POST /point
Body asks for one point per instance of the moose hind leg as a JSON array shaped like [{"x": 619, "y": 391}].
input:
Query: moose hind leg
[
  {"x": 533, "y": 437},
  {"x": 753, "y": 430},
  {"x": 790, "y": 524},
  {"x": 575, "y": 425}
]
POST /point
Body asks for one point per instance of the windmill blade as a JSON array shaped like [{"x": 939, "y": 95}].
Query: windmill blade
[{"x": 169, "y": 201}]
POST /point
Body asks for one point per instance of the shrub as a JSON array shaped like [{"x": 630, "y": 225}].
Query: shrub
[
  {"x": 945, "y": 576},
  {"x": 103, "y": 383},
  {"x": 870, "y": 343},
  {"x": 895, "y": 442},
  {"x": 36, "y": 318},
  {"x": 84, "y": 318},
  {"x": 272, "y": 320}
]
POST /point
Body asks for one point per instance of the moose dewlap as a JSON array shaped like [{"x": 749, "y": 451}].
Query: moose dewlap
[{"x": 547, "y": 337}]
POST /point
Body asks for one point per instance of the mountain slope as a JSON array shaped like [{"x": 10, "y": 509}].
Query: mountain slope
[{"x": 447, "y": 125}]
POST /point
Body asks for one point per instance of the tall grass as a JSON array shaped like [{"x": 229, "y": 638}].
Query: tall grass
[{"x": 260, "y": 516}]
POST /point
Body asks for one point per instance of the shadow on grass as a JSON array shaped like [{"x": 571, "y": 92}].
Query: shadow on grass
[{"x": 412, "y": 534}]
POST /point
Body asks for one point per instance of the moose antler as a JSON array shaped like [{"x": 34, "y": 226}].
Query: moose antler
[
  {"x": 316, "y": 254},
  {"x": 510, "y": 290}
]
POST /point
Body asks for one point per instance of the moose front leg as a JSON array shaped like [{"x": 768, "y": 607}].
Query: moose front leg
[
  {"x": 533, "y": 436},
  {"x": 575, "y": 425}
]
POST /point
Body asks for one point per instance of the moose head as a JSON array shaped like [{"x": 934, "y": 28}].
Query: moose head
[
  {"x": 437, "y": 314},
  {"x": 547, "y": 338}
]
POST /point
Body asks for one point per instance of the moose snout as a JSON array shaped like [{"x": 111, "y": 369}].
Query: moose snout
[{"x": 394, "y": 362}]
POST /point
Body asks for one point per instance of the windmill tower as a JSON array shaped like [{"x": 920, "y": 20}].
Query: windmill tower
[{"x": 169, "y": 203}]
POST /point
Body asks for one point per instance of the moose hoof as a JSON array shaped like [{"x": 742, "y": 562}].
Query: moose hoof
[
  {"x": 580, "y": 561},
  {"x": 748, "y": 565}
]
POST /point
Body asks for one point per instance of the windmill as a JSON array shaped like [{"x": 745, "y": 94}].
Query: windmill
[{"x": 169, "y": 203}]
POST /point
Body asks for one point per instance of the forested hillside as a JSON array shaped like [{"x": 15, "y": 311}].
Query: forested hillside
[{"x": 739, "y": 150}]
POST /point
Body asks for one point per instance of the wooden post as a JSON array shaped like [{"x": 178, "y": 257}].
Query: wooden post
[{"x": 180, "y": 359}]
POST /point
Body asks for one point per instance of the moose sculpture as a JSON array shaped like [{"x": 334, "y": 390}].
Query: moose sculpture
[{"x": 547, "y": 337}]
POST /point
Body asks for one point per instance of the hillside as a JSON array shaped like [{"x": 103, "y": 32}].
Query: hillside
+===+
What you have to do => Reproduce every line above without error.

Solution for this exercise =>
POST /point
Body asks for one point per instance of the moose hind leg as a JSON array shaped like [{"x": 619, "y": 391}].
input:
Query: moose hind leg
[
  {"x": 533, "y": 437},
  {"x": 753, "y": 430},
  {"x": 790, "y": 524},
  {"x": 575, "y": 425}
]
POST /point
Body asks for one point per instance of the windmill blade as a JSON array shaped like [{"x": 939, "y": 95}].
Query: windmill blade
[{"x": 169, "y": 201}]
POST /point
Body asks for one point per instance of the shrub as a JSON array shaped like [{"x": 630, "y": 225}].
Query: shrub
[
  {"x": 945, "y": 576},
  {"x": 103, "y": 383},
  {"x": 870, "y": 343},
  {"x": 895, "y": 442},
  {"x": 36, "y": 318},
  {"x": 84, "y": 318},
  {"x": 272, "y": 320}
]
POST /point
Body asks for one point per instance of the moose dewlap as a JSON array shaped like [{"x": 749, "y": 451}].
Query: moose dewlap
[{"x": 547, "y": 337}]
POST /point
Body asks for one point per instance of the mountain slope as a JSON array shaped like [{"x": 10, "y": 509}].
Query: mountain slope
[{"x": 447, "y": 125}]
POST /point
Body asks for one point per instance of the tall grass as a JSON array shaped like [{"x": 229, "y": 638}].
Query: tall grass
[{"x": 260, "y": 516}]
POST /point
Body asks for one point per instance of the shadow on grass as a JSON array shaped like [{"x": 571, "y": 92}].
Query: shadow on grass
[{"x": 412, "y": 534}]
POST /point
Body asks for one point per instance of the moose antler as a JSON array shaped like [{"x": 34, "y": 226}].
Query: moose antler
[
  {"x": 316, "y": 254},
  {"x": 510, "y": 290}
]
POST /point
Body asks for one point per instance of the moose front leg as a JSON array shaped like [{"x": 768, "y": 607}].
Query: moose front leg
[
  {"x": 533, "y": 436},
  {"x": 575, "y": 425}
]
POST /point
Body asks for one point per instance of the moose head as a JSON array shaped like [{"x": 934, "y": 28}].
Query: moose head
[
  {"x": 437, "y": 314},
  {"x": 547, "y": 338}
]
POST /point
Body asks for one point per instance of the moose snout as a JSON array shaped like [{"x": 111, "y": 369}].
Query: moose snout
[{"x": 394, "y": 362}]
POST /point
Body asks for one point per instance of the windmill tower as a JSON array shaped like [{"x": 920, "y": 20}].
Query: windmill tower
[{"x": 169, "y": 203}]
POST /point
Body asks for one point per instance of the moose hoof as a JSON array shaped like [{"x": 742, "y": 562}].
Query: moose hoof
[
  {"x": 580, "y": 561},
  {"x": 748, "y": 565}
]
POST /point
Body asks for one point per instance of the windmill as a JSON array shaped like [{"x": 745, "y": 94}].
Query: windmill
[{"x": 169, "y": 203}]
POST /point
Body asks for one point per instance of the forested hillside as a JSON array shaped like [{"x": 15, "y": 311}].
Query: forested hillside
[{"x": 739, "y": 150}]
POST /point
Body asks for one point per instance of the wooden post as a JSON array shaped like [{"x": 178, "y": 257}].
Query: wooden post
[{"x": 180, "y": 359}]
POST /point
Body asks for one point per instance of the moose sculpture as a JSON array shaped like [{"x": 334, "y": 390}].
Query: moose sculpture
[{"x": 547, "y": 337}]
POST /point
Body asks for one point per instance of the hillside as a JSON array shaped like [{"x": 103, "y": 32}].
Query: hillside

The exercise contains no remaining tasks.